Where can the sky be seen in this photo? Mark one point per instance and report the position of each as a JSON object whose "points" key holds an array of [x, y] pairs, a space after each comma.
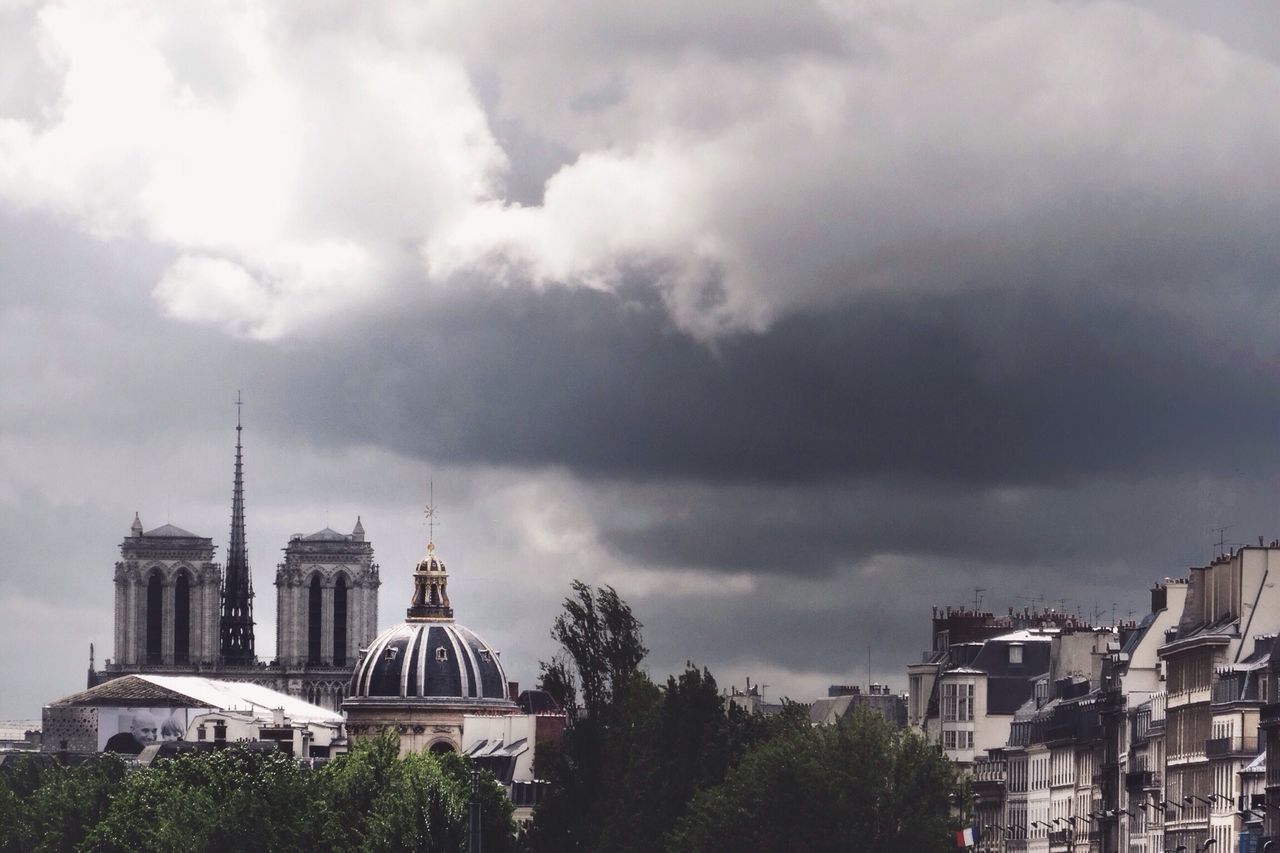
{"points": [[787, 320]]}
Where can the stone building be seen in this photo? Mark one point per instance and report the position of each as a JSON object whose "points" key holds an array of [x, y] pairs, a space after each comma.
{"points": [[327, 610], [168, 594], [424, 676]]}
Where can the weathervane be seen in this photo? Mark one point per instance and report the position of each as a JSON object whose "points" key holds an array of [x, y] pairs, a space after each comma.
{"points": [[432, 514]]}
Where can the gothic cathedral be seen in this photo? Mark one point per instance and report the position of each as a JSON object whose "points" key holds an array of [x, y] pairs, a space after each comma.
{"points": [[177, 612]]}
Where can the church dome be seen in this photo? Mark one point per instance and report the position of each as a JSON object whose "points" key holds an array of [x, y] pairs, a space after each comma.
{"points": [[429, 656]]}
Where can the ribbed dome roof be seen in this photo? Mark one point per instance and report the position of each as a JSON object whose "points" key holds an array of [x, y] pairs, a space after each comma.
{"points": [[429, 656], [430, 660]]}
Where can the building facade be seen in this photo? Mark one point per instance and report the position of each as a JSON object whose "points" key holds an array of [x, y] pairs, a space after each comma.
{"points": [[178, 612]]}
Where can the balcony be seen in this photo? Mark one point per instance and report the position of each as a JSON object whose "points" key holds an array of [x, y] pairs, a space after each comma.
{"points": [[988, 771], [1226, 747], [1060, 839], [1136, 779], [1234, 689]]}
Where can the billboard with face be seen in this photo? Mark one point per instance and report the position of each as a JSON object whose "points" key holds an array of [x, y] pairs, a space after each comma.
{"points": [[128, 730]]}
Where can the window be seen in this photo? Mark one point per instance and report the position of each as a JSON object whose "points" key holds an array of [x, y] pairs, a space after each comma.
{"points": [[956, 702]]}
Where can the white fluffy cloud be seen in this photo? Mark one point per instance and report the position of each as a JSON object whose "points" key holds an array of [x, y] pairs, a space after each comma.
{"points": [[291, 170], [749, 162]]}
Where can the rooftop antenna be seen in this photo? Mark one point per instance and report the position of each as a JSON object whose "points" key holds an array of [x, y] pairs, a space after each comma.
{"points": [[1221, 538]]}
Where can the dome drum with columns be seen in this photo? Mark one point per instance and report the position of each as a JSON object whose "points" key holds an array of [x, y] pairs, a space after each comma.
{"points": [[421, 676]]}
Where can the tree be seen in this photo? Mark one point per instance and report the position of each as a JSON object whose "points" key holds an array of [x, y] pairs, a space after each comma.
{"points": [[592, 803], [225, 799], [602, 637], [855, 785]]}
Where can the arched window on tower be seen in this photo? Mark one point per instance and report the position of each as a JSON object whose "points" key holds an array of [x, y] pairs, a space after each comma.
{"points": [[314, 620], [182, 619], [339, 621], [155, 617]]}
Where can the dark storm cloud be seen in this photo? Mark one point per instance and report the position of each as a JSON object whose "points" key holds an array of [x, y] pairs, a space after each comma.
{"points": [[988, 388]]}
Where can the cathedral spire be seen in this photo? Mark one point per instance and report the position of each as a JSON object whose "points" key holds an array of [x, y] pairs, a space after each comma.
{"points": [[237, 620]]}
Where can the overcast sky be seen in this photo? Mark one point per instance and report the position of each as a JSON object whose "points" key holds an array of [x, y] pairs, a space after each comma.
{"points": [[789, 320]]}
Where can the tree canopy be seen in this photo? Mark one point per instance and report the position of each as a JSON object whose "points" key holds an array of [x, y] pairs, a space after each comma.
{"points": [[240, 799], [644, 767]]}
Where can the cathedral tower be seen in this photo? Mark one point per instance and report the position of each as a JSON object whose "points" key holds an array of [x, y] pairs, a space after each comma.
{"points": [[237, 620], [327, 607], [167, 588]]}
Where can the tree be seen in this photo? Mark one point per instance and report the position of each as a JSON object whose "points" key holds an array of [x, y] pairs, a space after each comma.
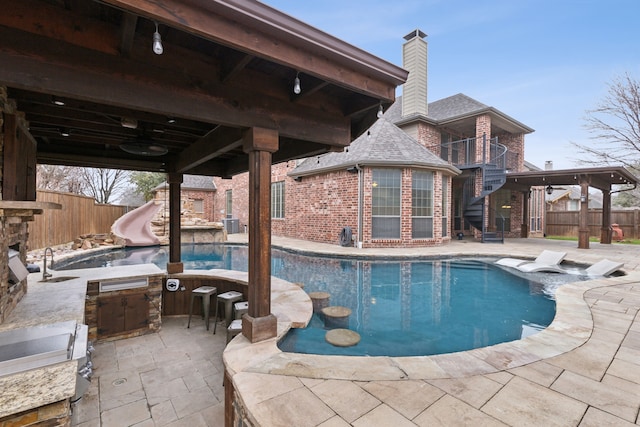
{"points": [[615, 125], [65, 179], [145, 182], [104, 185]]}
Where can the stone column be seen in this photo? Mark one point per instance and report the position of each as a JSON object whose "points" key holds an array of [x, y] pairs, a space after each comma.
{"points": [[605, 231], [259, 324], [175, 257], [583, 220]]}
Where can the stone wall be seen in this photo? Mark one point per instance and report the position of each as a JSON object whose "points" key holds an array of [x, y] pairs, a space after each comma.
{"points": [[153, 292], [53, 415], [13, 231]]}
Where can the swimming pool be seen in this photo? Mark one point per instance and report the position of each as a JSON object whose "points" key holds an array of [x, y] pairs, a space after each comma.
{"points": [[399, 308]]}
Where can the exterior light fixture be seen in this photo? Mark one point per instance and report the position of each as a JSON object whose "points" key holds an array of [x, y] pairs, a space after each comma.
{"points": [[57, 101], [157, 42], [296, 84]]}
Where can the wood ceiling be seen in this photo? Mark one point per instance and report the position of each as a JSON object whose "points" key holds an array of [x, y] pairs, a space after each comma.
{"points": [[80, 69]]}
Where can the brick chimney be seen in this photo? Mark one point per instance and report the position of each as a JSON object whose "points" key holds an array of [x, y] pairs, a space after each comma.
{"points": [[414, 60]]}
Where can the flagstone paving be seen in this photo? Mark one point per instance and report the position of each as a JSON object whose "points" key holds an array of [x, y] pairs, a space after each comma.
{"points": [[585, 371]]}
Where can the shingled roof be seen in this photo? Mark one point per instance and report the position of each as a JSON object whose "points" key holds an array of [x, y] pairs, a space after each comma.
{"points": [[451, 108], [384, 144], [193, 182]]}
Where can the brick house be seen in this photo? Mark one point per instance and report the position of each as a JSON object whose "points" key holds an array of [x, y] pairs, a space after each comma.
{"points": [[196, 197], [424, 172]]}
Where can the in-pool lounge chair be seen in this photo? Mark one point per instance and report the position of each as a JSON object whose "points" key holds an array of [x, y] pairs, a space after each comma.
{"points": [[549, 259], [604, 268]]}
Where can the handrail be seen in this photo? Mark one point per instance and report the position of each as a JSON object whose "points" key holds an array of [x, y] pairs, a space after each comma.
{"points": [[464, 153]]}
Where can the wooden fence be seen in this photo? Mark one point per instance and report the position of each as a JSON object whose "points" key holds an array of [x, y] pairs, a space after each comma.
{"points": [[565, 223], [79, 215]]}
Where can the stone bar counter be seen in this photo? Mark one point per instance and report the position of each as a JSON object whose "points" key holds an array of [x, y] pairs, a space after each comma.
{"points": [[46, 391]]}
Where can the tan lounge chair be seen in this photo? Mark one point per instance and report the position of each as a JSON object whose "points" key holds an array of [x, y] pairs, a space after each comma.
{"points": [[604, 268], [546, 258]]}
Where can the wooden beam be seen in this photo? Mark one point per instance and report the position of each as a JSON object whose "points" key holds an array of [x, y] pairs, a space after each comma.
{"points": [[219, 141], [100, 160], [127, 33], [236, 61], [269, 34], [45, 66], [259, 324]]}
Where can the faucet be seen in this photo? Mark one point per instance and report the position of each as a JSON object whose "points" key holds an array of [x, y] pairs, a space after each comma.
{"points": [[44, 273]]}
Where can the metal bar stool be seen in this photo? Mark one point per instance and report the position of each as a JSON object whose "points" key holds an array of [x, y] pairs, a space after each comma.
{"points": [[240, 308], [228, 298], [204, 292]]}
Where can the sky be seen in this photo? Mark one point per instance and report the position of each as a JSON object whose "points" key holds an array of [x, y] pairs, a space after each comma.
{"points": [[544, 63]]}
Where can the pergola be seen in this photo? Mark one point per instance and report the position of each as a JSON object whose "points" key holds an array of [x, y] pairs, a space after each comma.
{"points": [[218, 101], [602, 178]]}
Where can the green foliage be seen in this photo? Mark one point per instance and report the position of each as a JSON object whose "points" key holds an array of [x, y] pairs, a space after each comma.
{"points": [[145, 182]]}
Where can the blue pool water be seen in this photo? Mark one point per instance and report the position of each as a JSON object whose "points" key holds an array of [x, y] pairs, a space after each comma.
{"points": [[399, 308]]}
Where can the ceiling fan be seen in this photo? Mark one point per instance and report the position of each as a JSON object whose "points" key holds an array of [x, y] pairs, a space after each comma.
{"points": [[143, 146]]}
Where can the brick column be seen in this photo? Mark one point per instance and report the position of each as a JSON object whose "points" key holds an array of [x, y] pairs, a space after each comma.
{"points": [[175, 256], [259, 324]]}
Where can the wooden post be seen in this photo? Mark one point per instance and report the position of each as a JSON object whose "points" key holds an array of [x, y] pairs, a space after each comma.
{"points": [[175, 257], [605, 231], [583, 220], [259, 324], [524, 228]]}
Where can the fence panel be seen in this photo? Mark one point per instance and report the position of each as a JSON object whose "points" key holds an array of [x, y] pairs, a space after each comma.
{"points": [[565, 223], [79, 215]]}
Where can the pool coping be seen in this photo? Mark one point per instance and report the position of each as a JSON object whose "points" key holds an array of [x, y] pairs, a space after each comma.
{"points": [[571, 327], [254, 368]]}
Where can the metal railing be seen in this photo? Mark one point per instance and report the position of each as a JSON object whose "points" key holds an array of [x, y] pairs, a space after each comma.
{"points": [[464, 153]]}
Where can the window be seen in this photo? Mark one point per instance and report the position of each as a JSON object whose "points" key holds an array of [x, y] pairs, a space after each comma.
{"points": [[229, 203], [445, 206], [277, 199], [536, 203], [422, 205], [385, 204]]}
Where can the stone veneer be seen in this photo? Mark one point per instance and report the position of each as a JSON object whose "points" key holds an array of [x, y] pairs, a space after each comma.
{"points": [[13, 231], [154, 293]]}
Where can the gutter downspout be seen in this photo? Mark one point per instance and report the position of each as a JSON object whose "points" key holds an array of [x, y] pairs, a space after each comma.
{"points": [[360, 203]]}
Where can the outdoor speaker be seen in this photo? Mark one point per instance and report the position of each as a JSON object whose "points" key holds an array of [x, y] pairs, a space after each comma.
{"points": [[173, 284]]}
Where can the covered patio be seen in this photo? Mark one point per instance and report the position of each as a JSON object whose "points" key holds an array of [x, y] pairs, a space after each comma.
{"points": [[205, 87], [602, 178]]}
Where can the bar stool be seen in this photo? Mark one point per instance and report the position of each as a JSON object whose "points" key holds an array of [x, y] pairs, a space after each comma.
{"points": [[204, 292], [234, 329], [240, 308], [228, 298]]}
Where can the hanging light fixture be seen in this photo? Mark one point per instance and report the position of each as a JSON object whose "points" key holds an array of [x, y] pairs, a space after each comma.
{"points": [[143, 146], [157, 42], [296, 84]]}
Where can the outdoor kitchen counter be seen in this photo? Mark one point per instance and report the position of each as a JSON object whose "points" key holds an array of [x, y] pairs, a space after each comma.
{"points": [[44, 304]]}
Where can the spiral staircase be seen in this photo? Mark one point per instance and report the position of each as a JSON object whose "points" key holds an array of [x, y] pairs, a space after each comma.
{"points": [[494, 176]]}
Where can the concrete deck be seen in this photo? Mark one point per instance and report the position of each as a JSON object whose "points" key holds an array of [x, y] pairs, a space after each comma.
{"points": [[583, 370]]}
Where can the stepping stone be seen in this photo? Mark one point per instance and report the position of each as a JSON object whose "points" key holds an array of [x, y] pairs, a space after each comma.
{"points": [[342, 337], [320, 300], [336, 316]]}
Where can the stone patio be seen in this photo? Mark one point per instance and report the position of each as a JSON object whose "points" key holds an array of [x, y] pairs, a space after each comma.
{"points": [[584, 370]]}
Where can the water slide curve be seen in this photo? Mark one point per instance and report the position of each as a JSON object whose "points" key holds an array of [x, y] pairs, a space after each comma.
{"points": [[134, 227]]}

————

[Task goal]
Update the items from the line containing "Where can the water" through the end of the items: replace "water slide curve" with "pool ladder" and leave everything else unchanged.

[Worked answer]
Where can the pool ladder be seen in this photo? Mark one point per instance and report the position of each as a JSON object whose "points" key holds an array of [x, y] pairs, a space after each comma.
{"points": [[134, 227]]}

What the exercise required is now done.